## Instrução escrita 1
Segundo o trecho sobre gestão de ativos, em que consiste o desafio?

## Trecho do texto
------------------------------------------------------------------------
Tecnologias para gestão de ativos já fazem parte do presente de diversas indústrias – os próximos estágios de desenvolvimento incluem o diagnóstico e as ações corretivas. Desafio consiste em transformar informação em conhecimento.

Com o amadurecimento da tecnologia e das ferramentas para aplicação de auditoria de desempenho em malhas de controle, empresas fornecedoras e os usuários já começam a traçar os próximos passos de aprimoramento – principalmente em pontos relativos a diagnósticos e ações corretivas.

O advento da tecnologia de barramento de campo e o desenvolvimento de instrumentos inteligentes tornaram possível que a informação fosse distribuída pelos equipamentos, não precisando estar concentrada única e exclusivamente na sala de controle central – permitindo que informações mais consolidadas sejam transmitidas para o controlador central e disponibilizada para outros instrumentos.
------------------------------------------------------------------------
## Material de origem
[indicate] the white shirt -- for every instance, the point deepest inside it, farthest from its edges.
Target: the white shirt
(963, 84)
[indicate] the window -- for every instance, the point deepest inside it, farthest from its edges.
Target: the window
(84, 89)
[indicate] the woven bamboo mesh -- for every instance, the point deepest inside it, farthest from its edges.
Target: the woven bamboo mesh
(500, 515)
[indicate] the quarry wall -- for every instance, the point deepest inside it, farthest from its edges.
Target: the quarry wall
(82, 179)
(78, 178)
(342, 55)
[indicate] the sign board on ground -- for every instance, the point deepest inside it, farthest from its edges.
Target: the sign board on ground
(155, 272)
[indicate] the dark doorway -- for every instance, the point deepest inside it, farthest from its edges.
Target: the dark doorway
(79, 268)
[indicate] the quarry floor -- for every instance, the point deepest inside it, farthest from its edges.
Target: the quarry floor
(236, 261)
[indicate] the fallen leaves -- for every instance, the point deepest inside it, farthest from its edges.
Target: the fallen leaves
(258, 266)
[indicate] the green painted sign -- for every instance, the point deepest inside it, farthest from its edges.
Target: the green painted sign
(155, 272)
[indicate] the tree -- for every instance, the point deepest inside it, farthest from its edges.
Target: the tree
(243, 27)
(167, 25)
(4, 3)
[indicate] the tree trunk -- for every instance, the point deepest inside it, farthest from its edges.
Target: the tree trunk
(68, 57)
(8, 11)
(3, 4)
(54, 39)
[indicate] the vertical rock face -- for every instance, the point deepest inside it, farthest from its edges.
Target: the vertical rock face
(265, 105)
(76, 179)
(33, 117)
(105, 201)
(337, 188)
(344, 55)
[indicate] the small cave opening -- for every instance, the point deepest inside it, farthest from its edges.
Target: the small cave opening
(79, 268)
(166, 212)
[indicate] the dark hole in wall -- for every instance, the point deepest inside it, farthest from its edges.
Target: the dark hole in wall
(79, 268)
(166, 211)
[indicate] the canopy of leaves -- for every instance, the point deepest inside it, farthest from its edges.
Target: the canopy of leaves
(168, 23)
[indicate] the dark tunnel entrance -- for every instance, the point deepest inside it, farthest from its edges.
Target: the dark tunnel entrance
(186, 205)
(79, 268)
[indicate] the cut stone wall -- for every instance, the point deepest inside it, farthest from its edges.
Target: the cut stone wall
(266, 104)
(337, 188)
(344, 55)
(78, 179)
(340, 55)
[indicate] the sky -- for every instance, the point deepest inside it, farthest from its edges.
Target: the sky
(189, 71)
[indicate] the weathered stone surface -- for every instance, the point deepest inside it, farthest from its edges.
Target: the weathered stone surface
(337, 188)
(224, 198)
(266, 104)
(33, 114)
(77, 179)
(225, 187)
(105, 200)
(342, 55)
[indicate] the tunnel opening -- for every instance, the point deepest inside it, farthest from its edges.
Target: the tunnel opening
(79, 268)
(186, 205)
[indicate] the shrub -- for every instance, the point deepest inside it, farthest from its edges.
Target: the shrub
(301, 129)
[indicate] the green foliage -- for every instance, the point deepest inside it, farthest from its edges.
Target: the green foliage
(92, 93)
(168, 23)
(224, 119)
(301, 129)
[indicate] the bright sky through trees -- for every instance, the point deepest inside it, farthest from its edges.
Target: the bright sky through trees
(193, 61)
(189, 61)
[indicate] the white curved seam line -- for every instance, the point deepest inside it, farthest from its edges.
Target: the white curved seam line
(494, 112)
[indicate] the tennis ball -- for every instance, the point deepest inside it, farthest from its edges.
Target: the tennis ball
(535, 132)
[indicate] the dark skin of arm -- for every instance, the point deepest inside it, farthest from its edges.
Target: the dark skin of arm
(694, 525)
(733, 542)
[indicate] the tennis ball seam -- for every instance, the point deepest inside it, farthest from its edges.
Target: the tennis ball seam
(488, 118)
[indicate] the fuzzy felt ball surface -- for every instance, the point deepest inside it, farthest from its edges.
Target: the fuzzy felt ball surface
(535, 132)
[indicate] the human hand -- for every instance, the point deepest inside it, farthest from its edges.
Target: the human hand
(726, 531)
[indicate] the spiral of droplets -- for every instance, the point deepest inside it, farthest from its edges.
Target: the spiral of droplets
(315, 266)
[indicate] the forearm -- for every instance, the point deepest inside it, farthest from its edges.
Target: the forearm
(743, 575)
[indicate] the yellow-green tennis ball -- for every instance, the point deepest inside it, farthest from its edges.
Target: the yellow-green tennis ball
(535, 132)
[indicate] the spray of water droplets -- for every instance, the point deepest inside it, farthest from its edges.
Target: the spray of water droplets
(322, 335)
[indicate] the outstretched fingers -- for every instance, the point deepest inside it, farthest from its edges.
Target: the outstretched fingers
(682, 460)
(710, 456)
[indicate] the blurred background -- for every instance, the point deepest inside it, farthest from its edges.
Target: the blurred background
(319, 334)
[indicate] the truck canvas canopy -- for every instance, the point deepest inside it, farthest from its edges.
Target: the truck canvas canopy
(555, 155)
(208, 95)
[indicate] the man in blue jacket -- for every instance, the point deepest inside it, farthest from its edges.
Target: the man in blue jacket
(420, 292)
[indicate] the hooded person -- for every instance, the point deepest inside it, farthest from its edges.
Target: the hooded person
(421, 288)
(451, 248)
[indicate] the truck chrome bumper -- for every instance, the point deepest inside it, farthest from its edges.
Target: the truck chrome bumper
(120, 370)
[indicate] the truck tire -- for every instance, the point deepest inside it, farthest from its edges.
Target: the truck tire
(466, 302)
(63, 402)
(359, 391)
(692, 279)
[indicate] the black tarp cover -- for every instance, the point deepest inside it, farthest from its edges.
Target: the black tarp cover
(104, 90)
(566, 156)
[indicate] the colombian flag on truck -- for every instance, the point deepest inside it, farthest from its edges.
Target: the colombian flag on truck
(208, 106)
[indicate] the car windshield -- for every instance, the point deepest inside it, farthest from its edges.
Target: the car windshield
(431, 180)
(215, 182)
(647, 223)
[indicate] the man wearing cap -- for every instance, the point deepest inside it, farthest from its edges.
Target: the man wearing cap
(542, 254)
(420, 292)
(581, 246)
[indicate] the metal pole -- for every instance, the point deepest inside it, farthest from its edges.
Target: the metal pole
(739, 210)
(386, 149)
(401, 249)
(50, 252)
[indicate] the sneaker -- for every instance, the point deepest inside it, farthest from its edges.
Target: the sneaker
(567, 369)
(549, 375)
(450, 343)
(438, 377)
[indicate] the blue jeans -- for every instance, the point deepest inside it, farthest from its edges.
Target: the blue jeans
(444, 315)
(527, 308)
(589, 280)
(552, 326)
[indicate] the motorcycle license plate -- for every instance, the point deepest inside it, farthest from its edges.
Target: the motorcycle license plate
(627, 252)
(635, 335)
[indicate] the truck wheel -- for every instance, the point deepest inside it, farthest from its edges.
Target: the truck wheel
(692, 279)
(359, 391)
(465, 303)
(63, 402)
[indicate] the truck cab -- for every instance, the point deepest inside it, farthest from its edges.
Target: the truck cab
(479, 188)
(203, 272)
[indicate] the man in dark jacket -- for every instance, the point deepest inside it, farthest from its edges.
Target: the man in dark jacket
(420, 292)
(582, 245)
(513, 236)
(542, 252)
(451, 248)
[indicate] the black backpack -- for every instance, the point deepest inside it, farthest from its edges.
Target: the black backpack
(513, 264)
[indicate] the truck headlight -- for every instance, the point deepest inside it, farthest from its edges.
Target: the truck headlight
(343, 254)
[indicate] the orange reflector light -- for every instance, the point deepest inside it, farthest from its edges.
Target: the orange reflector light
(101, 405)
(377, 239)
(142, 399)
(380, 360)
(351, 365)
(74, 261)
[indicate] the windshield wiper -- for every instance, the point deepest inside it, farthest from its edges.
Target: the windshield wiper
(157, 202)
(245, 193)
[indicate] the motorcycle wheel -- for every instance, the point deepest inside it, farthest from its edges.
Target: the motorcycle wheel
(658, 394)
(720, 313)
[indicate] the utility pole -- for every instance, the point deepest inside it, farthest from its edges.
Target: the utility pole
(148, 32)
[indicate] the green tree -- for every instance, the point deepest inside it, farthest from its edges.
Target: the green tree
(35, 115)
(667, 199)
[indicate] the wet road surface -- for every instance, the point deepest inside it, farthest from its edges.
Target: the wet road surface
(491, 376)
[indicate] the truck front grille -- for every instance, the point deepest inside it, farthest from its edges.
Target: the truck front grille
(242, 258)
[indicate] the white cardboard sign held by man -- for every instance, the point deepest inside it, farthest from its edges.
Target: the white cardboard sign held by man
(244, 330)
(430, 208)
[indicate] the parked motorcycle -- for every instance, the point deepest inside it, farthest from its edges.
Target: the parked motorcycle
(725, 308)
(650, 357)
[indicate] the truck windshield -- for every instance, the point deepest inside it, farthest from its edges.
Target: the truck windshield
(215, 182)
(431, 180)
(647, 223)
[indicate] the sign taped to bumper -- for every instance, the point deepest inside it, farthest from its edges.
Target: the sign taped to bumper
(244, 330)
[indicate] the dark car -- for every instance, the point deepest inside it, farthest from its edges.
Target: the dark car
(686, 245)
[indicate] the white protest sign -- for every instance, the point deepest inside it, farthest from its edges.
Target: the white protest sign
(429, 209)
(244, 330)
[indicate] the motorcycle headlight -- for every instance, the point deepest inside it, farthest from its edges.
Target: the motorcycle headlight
------------------------------------------------------------------------
## Instrução escrita 2
Liste cada linha dos registros em que aparece a palavra "vertical".

## Resultado 1
Em transformar informação em conhecimento.

## Resultado 2
[indicate] the vertical rock face -- for every instance, the point deepest inside it, farthest from its edges.
Target: the vertical rock face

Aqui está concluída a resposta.